### TRAVAIL À RÉALISER
Mettez l'ensemble des entrées ci-dessous sous forme de tableau Markdown à deux colonnes, « N° » pour le numéro de ligne et « Contenu » pour la ligne elle-même, en omettant les lignes vides.

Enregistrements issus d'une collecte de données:
----------
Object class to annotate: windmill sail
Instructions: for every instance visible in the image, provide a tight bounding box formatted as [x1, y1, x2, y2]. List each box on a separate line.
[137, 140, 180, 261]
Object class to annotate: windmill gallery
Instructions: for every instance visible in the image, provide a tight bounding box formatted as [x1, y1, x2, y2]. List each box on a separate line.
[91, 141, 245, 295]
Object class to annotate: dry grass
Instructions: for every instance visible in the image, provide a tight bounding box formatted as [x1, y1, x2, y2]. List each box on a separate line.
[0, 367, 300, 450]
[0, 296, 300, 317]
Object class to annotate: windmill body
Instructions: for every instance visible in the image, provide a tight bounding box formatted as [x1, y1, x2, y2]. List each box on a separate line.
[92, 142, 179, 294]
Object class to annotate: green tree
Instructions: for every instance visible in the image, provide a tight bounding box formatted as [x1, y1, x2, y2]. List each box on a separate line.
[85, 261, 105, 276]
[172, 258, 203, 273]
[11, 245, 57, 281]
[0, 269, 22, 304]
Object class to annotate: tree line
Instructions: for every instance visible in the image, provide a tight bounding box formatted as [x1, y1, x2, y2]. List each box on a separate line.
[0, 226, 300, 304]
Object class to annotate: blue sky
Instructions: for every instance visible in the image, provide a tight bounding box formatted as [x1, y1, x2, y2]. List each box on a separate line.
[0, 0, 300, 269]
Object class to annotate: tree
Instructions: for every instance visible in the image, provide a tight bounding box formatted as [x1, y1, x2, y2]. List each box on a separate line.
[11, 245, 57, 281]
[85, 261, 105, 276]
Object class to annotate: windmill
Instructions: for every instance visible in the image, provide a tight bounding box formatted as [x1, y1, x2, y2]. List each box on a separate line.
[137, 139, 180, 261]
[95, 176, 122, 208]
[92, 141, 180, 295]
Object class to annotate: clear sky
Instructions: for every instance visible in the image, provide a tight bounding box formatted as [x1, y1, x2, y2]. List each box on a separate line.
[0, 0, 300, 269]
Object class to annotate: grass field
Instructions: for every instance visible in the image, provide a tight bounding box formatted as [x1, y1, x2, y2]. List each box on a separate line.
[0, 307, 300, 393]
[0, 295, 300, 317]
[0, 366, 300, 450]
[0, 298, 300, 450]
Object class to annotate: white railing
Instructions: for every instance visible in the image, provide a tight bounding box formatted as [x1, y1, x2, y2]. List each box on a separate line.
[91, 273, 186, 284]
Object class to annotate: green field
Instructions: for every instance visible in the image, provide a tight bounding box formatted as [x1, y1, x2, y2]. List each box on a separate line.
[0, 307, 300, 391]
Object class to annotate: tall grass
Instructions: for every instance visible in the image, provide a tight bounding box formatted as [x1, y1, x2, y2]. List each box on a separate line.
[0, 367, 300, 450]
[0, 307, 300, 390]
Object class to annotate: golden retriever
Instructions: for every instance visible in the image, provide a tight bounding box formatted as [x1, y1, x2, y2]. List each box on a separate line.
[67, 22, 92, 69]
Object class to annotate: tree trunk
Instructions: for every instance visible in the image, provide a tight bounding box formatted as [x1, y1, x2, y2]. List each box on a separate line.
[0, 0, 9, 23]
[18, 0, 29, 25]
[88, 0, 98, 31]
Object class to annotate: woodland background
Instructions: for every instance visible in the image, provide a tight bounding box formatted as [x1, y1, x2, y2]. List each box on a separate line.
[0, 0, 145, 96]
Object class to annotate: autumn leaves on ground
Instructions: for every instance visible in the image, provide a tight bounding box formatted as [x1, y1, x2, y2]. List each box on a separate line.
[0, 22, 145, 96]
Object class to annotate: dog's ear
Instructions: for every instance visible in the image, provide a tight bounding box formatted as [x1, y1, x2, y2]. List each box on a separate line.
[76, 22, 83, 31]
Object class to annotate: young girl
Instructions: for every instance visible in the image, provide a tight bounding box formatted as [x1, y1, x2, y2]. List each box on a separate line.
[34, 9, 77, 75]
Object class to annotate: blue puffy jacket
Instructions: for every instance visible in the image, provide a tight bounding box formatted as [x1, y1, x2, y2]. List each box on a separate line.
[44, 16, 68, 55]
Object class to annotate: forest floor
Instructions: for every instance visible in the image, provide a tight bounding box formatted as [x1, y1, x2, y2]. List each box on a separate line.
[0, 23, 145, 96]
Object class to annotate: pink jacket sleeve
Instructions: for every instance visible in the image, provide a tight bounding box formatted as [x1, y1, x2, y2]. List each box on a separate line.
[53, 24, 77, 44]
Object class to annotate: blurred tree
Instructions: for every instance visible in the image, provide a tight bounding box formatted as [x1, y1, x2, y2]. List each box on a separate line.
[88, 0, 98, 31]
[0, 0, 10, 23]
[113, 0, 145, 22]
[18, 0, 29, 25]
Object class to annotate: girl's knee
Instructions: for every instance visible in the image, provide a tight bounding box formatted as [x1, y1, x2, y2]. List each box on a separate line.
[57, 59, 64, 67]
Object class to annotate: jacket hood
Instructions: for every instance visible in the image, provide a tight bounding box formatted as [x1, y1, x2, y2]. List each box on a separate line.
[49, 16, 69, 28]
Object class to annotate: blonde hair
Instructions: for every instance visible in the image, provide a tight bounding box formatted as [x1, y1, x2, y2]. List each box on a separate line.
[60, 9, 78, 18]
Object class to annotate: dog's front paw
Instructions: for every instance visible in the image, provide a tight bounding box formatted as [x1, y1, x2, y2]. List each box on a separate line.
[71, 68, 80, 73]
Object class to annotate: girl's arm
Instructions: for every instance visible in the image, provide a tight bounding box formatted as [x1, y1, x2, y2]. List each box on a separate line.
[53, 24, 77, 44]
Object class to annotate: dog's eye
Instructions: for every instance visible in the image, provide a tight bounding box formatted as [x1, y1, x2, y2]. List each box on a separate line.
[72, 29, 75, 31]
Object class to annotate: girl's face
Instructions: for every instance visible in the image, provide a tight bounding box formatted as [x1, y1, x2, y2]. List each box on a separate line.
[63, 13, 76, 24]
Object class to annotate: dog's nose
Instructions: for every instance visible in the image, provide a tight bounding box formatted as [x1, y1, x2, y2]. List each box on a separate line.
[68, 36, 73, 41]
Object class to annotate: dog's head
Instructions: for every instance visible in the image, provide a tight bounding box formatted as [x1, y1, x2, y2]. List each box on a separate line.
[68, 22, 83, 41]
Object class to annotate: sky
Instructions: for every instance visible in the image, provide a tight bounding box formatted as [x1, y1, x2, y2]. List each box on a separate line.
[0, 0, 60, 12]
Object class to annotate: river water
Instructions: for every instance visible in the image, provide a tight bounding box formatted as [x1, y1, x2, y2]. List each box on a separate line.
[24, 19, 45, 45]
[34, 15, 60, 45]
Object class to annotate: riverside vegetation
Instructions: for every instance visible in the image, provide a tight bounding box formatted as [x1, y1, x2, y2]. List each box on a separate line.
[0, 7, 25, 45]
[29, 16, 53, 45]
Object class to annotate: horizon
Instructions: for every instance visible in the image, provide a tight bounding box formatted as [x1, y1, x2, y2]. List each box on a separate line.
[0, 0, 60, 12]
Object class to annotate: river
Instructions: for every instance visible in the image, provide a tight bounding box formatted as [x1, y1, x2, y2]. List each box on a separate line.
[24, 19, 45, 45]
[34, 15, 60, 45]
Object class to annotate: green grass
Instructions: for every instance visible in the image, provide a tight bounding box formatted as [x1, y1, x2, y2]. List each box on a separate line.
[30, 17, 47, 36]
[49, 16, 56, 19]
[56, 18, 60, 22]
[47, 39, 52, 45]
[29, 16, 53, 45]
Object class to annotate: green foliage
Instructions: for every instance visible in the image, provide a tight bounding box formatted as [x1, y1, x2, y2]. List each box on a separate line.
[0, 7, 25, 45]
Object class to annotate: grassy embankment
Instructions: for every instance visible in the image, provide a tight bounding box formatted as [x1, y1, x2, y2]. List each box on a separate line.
----------
### RÉSULTAT OBTENU
| N° | Contenu |
|---|---|
| 1 | Object class to annotate: windmill sail |
| 2 | Instructions: for every instance visible in the image, provide a tight bounding box formatted as [x1, y1, x2, y2]. List each box on a separate line. |
| 3 | [137, 140, 180, 261] |
| 4 | Object class to annotate: windmill gallery |
| 5 | Instructions: for every instance visible in the image, provide a tight bounding box formatted as [x1, y1, x2, y2]. List each box on a separate line. |
| 6 | [91, 141, 245, 295] |
| 7 | Object class to annotate: dry grass |
| 8 | Instructions: for every instance visible in the image, provide a tight bounding box formatted as [x1, y1, x2, y2]. List each box on a separate line. |
| 9 | [0, 367, 300, 450] |
| 10 | [0, 296, 300, 317] |
| 11 | Object class to annotate: windmill body |
| 12 | Instructions: for every instance visible in the image, provide a tight bounding box formatted as [x1, y1, x2, y2]. List each box on a separate line. |
| 13 | [92, 142, 179, 294] |
| 14 | Object class to annotate: green tree |
| 15 | Instructions: for every instance visible in the image, provide a tight bounding box formatted as [x1, y1, x2, y2]. List each box on a separate line. |
| 16 | [85, 261, 105, 276] |
| 17 | [172, 258, 203, 273] |
| 18 | [11, 245, 57, 281] |
| 19 | [0, 269, 22, 304] |
| 20 | Object class to annotate: tree line |
| 21 | Instructions: for every instance visible in the image, provide a tight bounding box formatted as [x1, y1, x2, y2]. List each box on a separate line. |
| 22 | [0, 226, 300, 304] |
| 23 | Object class to annotate: blue sky |
| 24 | Instructions: for every instance visible in the image, provide a tight bounding box formatted as [x1, y1, x2, y2]. List each box on a separate line. |
| 25 | [0, 0, 300, 269] |
| 26 | Object class to annotate: tree |
| 27 | Instructions: for every instance visible in the image, provide a tight bounding box formatted as [x1, y1, x2, y2]. List each box on a separate line. |
| 28 | [11, 245, 57, 281] |
| 29 | [85, 261, 105, 276] |
| 30 | Object class to annotate: windmill |
| 31 | Instructions: for every instance visible in the image, provide a tight bounding box formatted as [x1, y1, x2, y2]. List each box on a separate line. |
| 32 | [137, 139, 180, 261] |
| 33 | [95, 176, 122, 208] |
| 34 | [92, 141, 180, 295] |
| 35 | Object class to annotate: clear sky |
| 36 | Instructions: for every instance visible in the image, provide a tight bounding box formatted as [x1, y1, x2, y2]. List each box on a separate line. |
| 37 | [0, 0, 300, 269] |
| 38 | Object class to annotate: grass field |
| 39 | Instructions: for every instance visible in the image, provide a tight bounding box formatted as [x1, y1, x2, y2]. List each box on a separate line. |
| 40 | [0, 307, 300, 393] |
| 41 | [0, 295, 300, 317] |
| 42 | [0, 366, 300, 450] |
| 43 | [0, 298, 300, 450] |
| 44 | Object class to annotate: white railing |
| 45 | Instructions: for every instance visible in the image, provide a tight bounding box formatted as [x1, y1, x2, y2]. List each box on a separate line. |
| 46 | [91, 273, 186, 284] |
| 47 | Object class to annotate: green field |
| 48 | Instructions: for every instance visible in the image, provide a tight bounding box formatted as [x1, y1, x2, y2]. List each box on a separate line. |
| 49 | [0, 307, 300, 391] |
| 50 | Object class to annotate: tall grass |
| 51 | Instructions: for every instance visible in the image, provide a tight bounding box formatted as [x1, y1, x2, y2]. List each box on a separate line. |
| 52 | [0, 367, 300, 450] |
| 53 | [0, 307, 300, 390] |
| 54 | Object class to annotate: golden retriever |
| 55 | Instructions: for every instance visible in the image, provide a tight bounding box formatted as [x1, y1, x2, y2]. List each box on a separate line. |
| 56 | [67, 22, 92, 69] |
| 57 | Object class to annotate: tree trunk |
| 58 | Instructions: for every instance visible in the image, provide a tight bounding box formatted as [x1, y1, x2, y2]. List each box on a separate line. |
| 59 | [0, 0, 9, 23] |
| 60 | [18, 0, 29, 25] |
| 61 | [88, 0, 98, 31] |
| 62 | Object class to annotate: woodland background |
| 63 | Instructions: for every instance visible in the image, provide a tight bounding box formatted as [x1, y1, x2, y2]. List each box on a separate line. |
| 64 | [0, 0, 145, 96] |
| 65 | Object class to annotate: autumn leaves on ground |
| 66 | Instructions: for every instance visible in the image, provide a tight bounding box formatted as [x1, y1, x2, y2]. List each box on a separate line. |
| 67 | [0, 22, 145, 96] |
| 68 | Object class to annotate: dog's ear |
| 69 | Instructions: for every instance visible in the image, provide a tight bounding box formatted as [x1, y1, x2, y2]. List each box on a separate line. |
| 70 | [76, 22, 83, 31] |
| 71 | Object class to annotate: young girl |
| 72 | Instructions: for every instance visible in the image, provide a tight bounding box formatted as [x1, y1, x2, y2]. List each box on a separate line. |
| 73 | [34, 9, 77, 75] |
| 74 | Object class to annotate: blue puffy jacket |
| 75 | Instructions: for every instance visible in the image, provide a tight bounding box formatted as [x1, y1, x2, y2]. List each box on a separate line. |
| 76 | [44, 16, 68, 55] |
| 77 | Object class to annotate: forest floor |
| 78 | Instructions: for every instance visible in the image, provide a tight bounding box formatted as [x1, y1, x2, y2]. List each box on a separate line. |
| 79 | [0, 23, 145, 96] |
| 80 | Object class to annotate: pink jacket sleeve |
| 81 | Instructions: for every instance visible in the image, provide a tight bounding box formatted as [x1, y1, x2, y2]. List each box on a separate line. |
| 82 | [53, 24, 77, 44] |
| 83 | Object class to annotate: blurred tree |
| 84 | Instructions: for every instance visible in the image, provide a tight bounding box formatted as [x1, y1, x2, y2]. List each box on a separate line. |
| 85 | [88, 0, 98, 31] |
| 86 | [0, 0, 10, 23] |
| 87 | [113, 0, 145, 22] |
| 88 | [18, 0, 29, 25] |
| 89 | Object class to annotate: girl's knee |
| 90 | Instructions: for every instance visible in the image, provide a tight bounding box formatted as [x1, y1, x2, y2]. List each box on a separate line. |
| 91 | [57, 59, 64, 67] |
| 92 | Object class to annotate: jacket hood |
| 93 | Instructions: for every instance visible in the image, provide a tight bounding box formatted as [x1, y1, x2, y2]. List each box on a separate line. |
| 94 | [49, 16, 69, 28] |
| 95 | Object class to annotate: blonde hair |
| 96 | Instructions: for every instance visible in the image, provide a tight bounding box formatted as [x1, y1, x2, y2]. List each box on a separate line. |
| 97 | [60, 9, 78, 18] |
| 98 | Object class to annotate: dog's front paw |
| 99 | Instructions: for every instance visible in the image, provide a tight bounding box formatted as [x1, y1, x2, y2]. List each box on a separate line. |
| 100 | [71, 68, 80, 73] |
| 101 | Object class to annotate: girl's arm |
| 102 | Instructions: for every instance visible in the image, provide a tight bounding box formatted as [x1, y1, x2, y2]. List each box on a separate line. |
| 103 | [53, 24, 77, 44] |
| 104 | Object class to annotate: dog's eye |
| 105 | Instructions: for every instance visible in the image, provide a tight bounding box formatted as [x1, y1, x2, y2]. List each box on a separate line. |
| 106 | [72, 29, 75, 31] |
| 107 | Object class to annotate: girl's face |
| 108 | Instructions: for every instance visible in the image, provide a tight bounding box formatted as [x1, y1, x2, y2]. List each box on a separate line. |
| 109 | [63, 13, 76, 24] |
| 110 | Object class to annotate: dog's nose |
| 111 | Instructions: for every instance visible in the image, provide a tight bounding box formatted as [x1, y1, x2, y2]. List each box on a separate line. |
| 112 | [68, 36, 73, 41] |
| 113 | Object class to annotate: dog's head |
| 114 | Instructions: for every instance visible in the image, provide a tight bounding box formatted as [x1, y1, x2, y2]. List each box on a separate line. |
| 115 | [68, 22, 83, 41] |
| 116 | Object class to annotate: sky |
| 117 | Instructions: for every instance visible in the image, provide a tight bounding box formatted as [x1, y1, x2, y2]. List each box on a separate line. |
| 118 | [0, 0, 60, 12] |
| 119 | Object class to annotate: river water |
| 120 | Instructions: for every instance visible in the image, provide a tight bounding box formatted as [x1, y1, x2, y2]. List each box on a separate line. |
| 121 | [24, 19, 45, 45] |
| 122 | [34, 15, 60, 45] |
| 123 | Object class to annotate: riverside vegetation |
| 124 | Instructions: for every instance visible in the image, provide a tight bounding box formatted as [x1, y1, x2, y2]. List each box on a separate line. |
| 125 | [0, 7, 25, 45] |
| 126 | [29, 16, 53, 45] |
| 127 | Object class to annotate: horizon |
| 128 | Instructions: for every instance visible in the image, provide a tight bounding box formatted as [x1, y1, x2, y2]. List each box on a separate line. |
| 129 | [0, 0, 60, 12] |
| 130 | Object class to annotate: river |
| 131 | Instructions: for every instance visible in the image, provide a tight bounding box formatted as [x1, y1, x2, y2]. List each box on a separate line. |
| 132 | [24, 19, 45, 45] |
| 133 | [34, 15, 60, 45] |
| 134 | Object class to annotate: green grass |
| 135 | Instructions: for every instance visible in the image, provide a tight bounding box formatted as [x1, y1, x2, y2]. List each box on a separate line. |
| 136 | [30, 17, 47, 36] |
| 137 | [49, 16, 56, 19] |
| 138 | [56, 18, 60, 22] |
| 139 | [47, 39, 52, 45] |
| 140 | [29, 16, 53, 45] |
| 141 | Object class to annotate: green foliage |
| 142 | Instructions: for every instance visible in the image, provide a tight bounding box formatted as [x1, y1, x2, y2]. List each box on a separate line. |
| 143 | [0, 7, 25, 45] |
| 144 | Object class to annotate: grassy embankment |
| 145 | Instructions: for every instance visible in the image, provide a tight bounding box formatted as [x1, y1, x2, y2]. List each box on a separate line. |